*RECORDS:*
########

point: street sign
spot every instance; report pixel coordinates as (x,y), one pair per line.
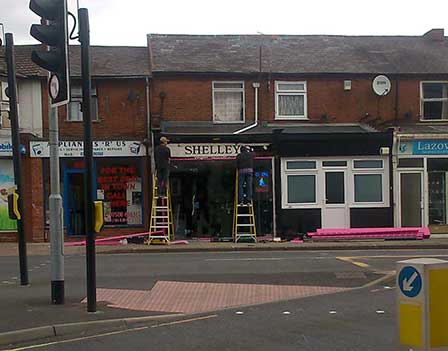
(410,281)
(422,306)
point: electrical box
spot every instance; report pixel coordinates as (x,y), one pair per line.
(13,206)
(347,85)
(98,216)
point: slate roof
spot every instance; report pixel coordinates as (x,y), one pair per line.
(299,54)
(209,128)
(106,61)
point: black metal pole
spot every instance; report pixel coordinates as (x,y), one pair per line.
(84,37)
(15,136)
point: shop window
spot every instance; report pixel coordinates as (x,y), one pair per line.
(120,187)
(290,100)
(74,109)
(368,188)
(410,163)
(434,100)
(334,163)
(301,164)
(301,189)
(368,164)
(228,102)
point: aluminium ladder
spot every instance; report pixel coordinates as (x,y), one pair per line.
(161,228)
(244,226)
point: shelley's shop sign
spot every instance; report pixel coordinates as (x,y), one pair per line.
(424,147)
(205,150)
(112,148)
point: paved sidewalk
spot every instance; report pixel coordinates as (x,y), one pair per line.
(43,249)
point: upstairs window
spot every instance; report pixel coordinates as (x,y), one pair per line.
(74,109)
(228,102)
(434,101)
(290,100)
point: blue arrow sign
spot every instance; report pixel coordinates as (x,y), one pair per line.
(410,281)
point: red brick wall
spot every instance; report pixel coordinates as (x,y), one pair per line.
(119,117)
(190,99)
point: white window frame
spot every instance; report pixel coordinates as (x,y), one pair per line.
(351,171)
(285,172)
(423,100)
(291,92)
(95,118)
(241,90)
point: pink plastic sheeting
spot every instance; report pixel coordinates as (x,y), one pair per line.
(418,233)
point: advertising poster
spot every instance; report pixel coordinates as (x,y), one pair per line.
(6,186)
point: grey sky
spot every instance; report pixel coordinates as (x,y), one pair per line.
(121,22)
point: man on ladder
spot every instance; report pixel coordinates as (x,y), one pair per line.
(162,155)
(161,223)
(245,166)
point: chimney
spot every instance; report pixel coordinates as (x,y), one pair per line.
(436,34)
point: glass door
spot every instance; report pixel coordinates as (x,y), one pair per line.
(334,211)
(411,199)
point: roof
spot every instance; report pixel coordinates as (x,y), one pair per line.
(106,61)
(210,128)
(311,54)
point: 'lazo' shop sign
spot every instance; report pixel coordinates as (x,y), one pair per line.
(209,150)
(111,148)
(424,147)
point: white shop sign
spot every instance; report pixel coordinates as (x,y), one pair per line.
(208,150)
(113,148)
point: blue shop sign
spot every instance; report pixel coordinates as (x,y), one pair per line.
(430,147)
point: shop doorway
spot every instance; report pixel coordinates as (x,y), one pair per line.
(203,191)
(411,199)
(74,201)
(334,210)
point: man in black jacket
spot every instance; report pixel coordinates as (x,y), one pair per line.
(245,166)
(162,154)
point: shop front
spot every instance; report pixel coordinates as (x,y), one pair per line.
(422,182)
(119,169)
(203,188)
(333,180)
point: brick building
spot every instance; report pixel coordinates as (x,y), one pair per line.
(307,105)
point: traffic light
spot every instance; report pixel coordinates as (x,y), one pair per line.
(53,33)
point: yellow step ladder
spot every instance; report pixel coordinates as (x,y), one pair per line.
(161,217)
(244,226)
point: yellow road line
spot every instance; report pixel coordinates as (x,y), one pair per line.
(184,321)
(75,339)
(356,263)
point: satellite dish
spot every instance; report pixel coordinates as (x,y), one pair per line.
(381,85)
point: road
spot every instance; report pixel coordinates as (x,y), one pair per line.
(322,300)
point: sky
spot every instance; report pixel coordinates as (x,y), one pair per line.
(126,22)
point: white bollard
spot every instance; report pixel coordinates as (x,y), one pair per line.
(422,304)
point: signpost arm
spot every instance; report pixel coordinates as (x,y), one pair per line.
(14,115)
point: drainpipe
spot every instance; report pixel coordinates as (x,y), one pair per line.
(256,85)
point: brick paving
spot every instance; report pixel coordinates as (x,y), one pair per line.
(194,297)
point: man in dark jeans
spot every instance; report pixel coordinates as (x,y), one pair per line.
(162,154)
(245,166)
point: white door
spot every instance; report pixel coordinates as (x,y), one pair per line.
(335,212)
(411,199)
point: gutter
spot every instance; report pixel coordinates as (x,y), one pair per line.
(239,131)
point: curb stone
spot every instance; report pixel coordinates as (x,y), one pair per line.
(66,329)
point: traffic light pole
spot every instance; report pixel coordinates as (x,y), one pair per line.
(15,136)
(84,38)
(56,224)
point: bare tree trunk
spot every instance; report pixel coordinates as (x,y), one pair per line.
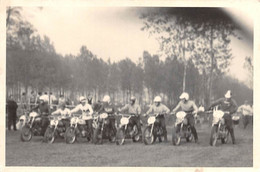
(212,65)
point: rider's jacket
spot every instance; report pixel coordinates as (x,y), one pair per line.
(161,109)
(107,108)
(43,108)
(65,112)
(229,105)
(86,109)
(246,110)
(132,109)
(188,106)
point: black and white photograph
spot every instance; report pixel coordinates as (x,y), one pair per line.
(129,86)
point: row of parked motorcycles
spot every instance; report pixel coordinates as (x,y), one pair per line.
(78,130)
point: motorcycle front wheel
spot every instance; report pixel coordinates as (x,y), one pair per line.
(49,135)
(176,138)
(26,133)
(70,135)
(120,136)
(225,139)
(213,136)
(148,136)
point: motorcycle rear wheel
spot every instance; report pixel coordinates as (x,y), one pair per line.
(148,136)
(49,135)
(213,136)
(176,138)
(70,135)
(120,136)
(26,133)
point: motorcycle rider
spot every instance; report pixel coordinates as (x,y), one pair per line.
(190,108)
(134,110)
(85,108)
(64,112)
(247,113)
(228,106)
(44,110)
(161,109)
(108,107)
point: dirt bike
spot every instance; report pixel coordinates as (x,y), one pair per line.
(78,129)
(219,130)
(126,130)
(55,129)
(32,126)
(152,130)
(184,130)
(104,130)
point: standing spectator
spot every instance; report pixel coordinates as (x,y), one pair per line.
(32,99)
(45,97)
(11,111)
(247,113)
(24,105)
(38,97)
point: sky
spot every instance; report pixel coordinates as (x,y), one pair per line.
(115,33)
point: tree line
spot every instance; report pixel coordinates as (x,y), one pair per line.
(197,56)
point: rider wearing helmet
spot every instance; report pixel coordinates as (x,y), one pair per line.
(108,107)
(90,99)
(86,111)
(190,108)
(63,111)
(159,108)
(229,106)
(135,110)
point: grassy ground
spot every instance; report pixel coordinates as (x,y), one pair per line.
(36,153)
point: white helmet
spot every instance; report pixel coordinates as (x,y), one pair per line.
(106,98)
(157,99)
(185,96)
(82,99)
(132,98)
(228,94)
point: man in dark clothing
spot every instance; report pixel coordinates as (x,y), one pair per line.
(108,107)
(228,106)
(11,110)
(44,110)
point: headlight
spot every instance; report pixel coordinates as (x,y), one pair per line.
(104,115)
(151,120)
(124,121)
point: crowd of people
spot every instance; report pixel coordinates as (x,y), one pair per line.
(46,105)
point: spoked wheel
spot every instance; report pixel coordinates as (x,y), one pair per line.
(136,136)
(70,135)
(49,135)
(148,136)
(189,136)
(26,134)
(120,136)
(213,136)
(176,138)
(225,139)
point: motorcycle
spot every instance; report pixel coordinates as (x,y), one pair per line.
(218,129)
(103,130)
(32,127)
(126,130)
(78,129)
(152,130)
(55,129)
(184,130)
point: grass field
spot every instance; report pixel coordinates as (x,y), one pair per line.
(37,153)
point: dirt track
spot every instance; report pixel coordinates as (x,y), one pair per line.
(36,153)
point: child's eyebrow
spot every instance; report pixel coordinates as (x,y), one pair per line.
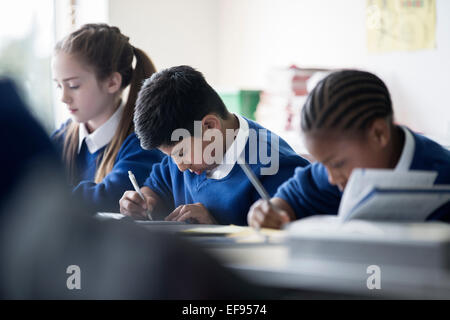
(71,78)
(67,79)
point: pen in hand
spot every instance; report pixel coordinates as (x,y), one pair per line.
(138,190)
(257,184)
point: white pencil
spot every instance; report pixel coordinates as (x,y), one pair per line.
(138,190)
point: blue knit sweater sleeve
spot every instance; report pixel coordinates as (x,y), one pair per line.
(105,196)
(160,180)
(308,192)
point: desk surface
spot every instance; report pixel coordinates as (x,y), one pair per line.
(271,263)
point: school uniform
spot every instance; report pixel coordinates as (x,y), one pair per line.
(105,196)
(308,192)
(42,236)
(226,191)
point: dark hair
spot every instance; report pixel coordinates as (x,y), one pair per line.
(171,99)
(346,100)
(106,50)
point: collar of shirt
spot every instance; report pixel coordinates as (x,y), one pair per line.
(408,151)
(102,136)
(232,154)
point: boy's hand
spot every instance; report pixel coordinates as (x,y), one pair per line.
(196,212)
(131,203)
(265,215)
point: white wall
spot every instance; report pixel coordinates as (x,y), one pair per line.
(172,32)
(236,42)
(256,35)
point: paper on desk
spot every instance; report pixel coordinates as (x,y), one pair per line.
(362,181)
(238,233)
(111,215)
(400,205)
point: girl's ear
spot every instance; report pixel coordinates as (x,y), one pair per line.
(114,82)
(380,132)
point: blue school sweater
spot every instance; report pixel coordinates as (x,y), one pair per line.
(308,192)
(105,196)
(228,199)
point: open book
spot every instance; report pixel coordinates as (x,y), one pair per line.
(380,194)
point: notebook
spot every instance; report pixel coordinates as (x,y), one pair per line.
(380,194)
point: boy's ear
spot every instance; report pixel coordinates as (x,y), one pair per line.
(380,132)
(114,82)
(211,121)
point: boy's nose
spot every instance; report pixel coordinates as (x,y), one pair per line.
(336,179)
(182,166)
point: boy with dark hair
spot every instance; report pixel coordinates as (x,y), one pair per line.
(179,113)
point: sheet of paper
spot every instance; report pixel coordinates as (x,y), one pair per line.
(363,180)
(395,206)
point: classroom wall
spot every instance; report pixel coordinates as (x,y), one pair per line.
(256,35)
(172,32)
(236,42)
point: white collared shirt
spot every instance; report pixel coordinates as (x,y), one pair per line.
(405,161)
(232,154)
(102,135)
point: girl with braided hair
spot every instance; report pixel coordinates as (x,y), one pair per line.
(347,122)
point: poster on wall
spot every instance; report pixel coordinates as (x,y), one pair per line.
(400,25)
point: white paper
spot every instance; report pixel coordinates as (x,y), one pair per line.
(404,206)
(362,181)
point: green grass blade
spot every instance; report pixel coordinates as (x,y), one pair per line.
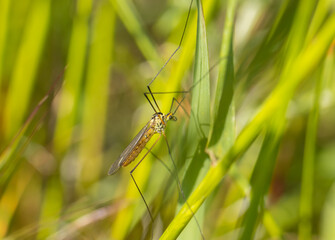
(26,65)
(130,18)
(300,68)
(96,94)
(328,216)
(262,174)
(4,12)
(307,181)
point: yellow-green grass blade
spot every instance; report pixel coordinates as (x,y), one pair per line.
(26,65)
(262,174)
(130,18)
(70,95)
(222,131)
(96,94)
(300,67)
(4,12)
(12,196)
(307,181)
(51,207)
(199,123)
(328,215)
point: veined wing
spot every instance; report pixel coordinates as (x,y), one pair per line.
(125,154)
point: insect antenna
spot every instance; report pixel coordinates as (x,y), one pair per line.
(180,187)
(138,188)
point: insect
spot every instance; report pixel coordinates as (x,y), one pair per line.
(156,125)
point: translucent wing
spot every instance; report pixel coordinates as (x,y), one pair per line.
(125,154)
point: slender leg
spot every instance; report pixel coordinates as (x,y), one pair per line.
(180,187)
(138,188)
(181,40)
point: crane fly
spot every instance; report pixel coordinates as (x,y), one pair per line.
(156,124)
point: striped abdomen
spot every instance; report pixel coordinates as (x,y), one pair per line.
(139,146)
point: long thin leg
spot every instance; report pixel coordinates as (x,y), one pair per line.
(181,40)
(180,187)
(138,188)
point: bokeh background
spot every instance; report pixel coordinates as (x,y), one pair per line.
(72,78)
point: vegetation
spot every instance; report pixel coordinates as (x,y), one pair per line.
(253,146)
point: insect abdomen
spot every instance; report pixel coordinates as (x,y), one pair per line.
(139,146)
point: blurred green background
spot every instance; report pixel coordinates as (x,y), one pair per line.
(254,140)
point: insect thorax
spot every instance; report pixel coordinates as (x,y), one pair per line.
(158,122)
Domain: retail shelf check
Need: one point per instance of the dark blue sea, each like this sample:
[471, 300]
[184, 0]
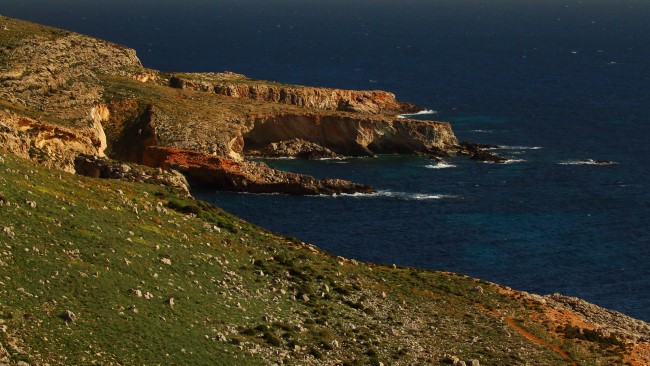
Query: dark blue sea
[559, 84]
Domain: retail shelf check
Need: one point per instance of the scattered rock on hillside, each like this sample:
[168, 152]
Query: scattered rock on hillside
[68, 316]
[99, 167]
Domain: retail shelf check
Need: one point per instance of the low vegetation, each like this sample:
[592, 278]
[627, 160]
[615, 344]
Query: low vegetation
[110, 272]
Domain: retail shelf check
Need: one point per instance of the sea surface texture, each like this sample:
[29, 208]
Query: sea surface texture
[562, 86]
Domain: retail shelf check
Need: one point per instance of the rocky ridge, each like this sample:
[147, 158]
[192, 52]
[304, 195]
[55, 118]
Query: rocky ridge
[142, 258]
[240, 86]
[108, 103]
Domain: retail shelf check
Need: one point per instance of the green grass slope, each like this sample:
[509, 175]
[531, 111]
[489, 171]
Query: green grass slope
[152, 278]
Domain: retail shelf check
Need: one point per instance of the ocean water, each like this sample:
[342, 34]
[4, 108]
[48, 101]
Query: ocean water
[559, 84]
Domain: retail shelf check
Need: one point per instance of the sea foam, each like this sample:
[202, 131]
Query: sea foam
[424, 112]
[588, 162]
[440, 165]
[403, 196]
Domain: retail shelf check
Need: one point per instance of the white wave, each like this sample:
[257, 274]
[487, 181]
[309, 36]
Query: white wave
[587, 162]
[514, 161]
[507, 161]
[424, 112]
[405, 196]
[506, 147]
[440, 165]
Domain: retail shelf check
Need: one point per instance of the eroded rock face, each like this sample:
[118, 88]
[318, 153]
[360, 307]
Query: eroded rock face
[60, 76]
[355, 135]
[100, 167]
[52, 145]
[295, 148]
[228, 175]
[238, 86]
[85, 96]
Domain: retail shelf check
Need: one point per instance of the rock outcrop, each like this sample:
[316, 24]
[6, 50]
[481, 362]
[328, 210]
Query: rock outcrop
[98, 167]
[294, 148]
[66, 95]
[52, 145]
[228, 175]
[352, 134]
[239, 86]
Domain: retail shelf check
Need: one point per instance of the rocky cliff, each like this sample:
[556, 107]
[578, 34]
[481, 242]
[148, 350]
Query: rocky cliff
[239, 86]
[229, 175]
[107, 103]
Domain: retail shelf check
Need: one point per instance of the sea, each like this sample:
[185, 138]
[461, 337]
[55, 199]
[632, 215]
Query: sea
[561, 86]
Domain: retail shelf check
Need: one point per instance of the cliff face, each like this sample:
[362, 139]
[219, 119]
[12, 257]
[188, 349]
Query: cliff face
[93, 97]
[352, 135]
[53, 146]
[238, 86]
[228, 175]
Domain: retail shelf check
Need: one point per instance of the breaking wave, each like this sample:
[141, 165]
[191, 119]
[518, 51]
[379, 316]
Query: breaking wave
[506, 147]
[587, 162]
[440, 165]
[402, 196]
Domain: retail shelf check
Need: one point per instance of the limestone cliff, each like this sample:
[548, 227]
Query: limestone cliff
[53, 146]
[350, 134]
[228, 175]
[239, 86]
[107, 103]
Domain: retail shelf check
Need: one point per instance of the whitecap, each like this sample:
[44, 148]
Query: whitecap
[440, 165]
[420, 113]
[404, 196]
[514, 161]
[481, 131]
[587, 162]
[507, 161]
[506, 147]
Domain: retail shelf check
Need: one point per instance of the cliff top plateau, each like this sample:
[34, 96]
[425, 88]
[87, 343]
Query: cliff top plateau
[134, 271]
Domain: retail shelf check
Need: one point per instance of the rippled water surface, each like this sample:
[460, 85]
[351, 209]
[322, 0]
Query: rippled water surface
[562, 84]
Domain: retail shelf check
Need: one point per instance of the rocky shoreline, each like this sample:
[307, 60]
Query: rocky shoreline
[89, 97]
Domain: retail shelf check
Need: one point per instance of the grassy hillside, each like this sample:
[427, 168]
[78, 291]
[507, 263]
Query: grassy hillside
[153, 278]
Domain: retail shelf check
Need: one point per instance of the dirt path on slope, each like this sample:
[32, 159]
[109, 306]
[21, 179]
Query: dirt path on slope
[527, 335]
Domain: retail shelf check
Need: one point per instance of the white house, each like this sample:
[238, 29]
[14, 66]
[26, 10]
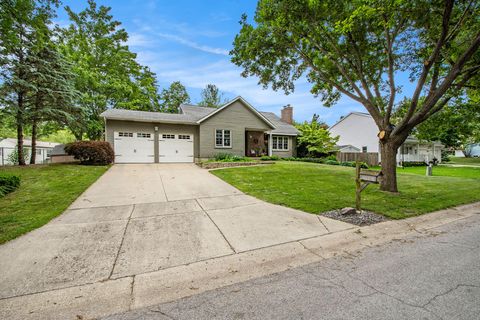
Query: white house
[8, 145]
[359, 130]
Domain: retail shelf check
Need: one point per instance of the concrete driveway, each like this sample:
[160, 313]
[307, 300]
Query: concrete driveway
[138, 219]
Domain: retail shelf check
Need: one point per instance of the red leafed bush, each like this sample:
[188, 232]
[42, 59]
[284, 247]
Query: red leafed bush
[91, 152]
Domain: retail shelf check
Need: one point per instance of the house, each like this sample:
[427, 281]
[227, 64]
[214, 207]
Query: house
[359, 130]
[8, 146]
[199, 133]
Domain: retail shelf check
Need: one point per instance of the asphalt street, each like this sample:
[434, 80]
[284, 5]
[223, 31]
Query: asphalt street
[433, 275]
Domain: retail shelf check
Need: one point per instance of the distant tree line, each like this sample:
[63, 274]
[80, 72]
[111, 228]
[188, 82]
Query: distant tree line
[54, 78]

########

*YOUR TASK:*
The expected answer is a copy of each line in the records that holds the word "shop".

*EXERCISE RESPONSE:*
point: shop window
point: shelley's shop sign
point: 'lazo' shop sign
point: white shop sign
point: blue shop sign
point: shop doorway
point: shop front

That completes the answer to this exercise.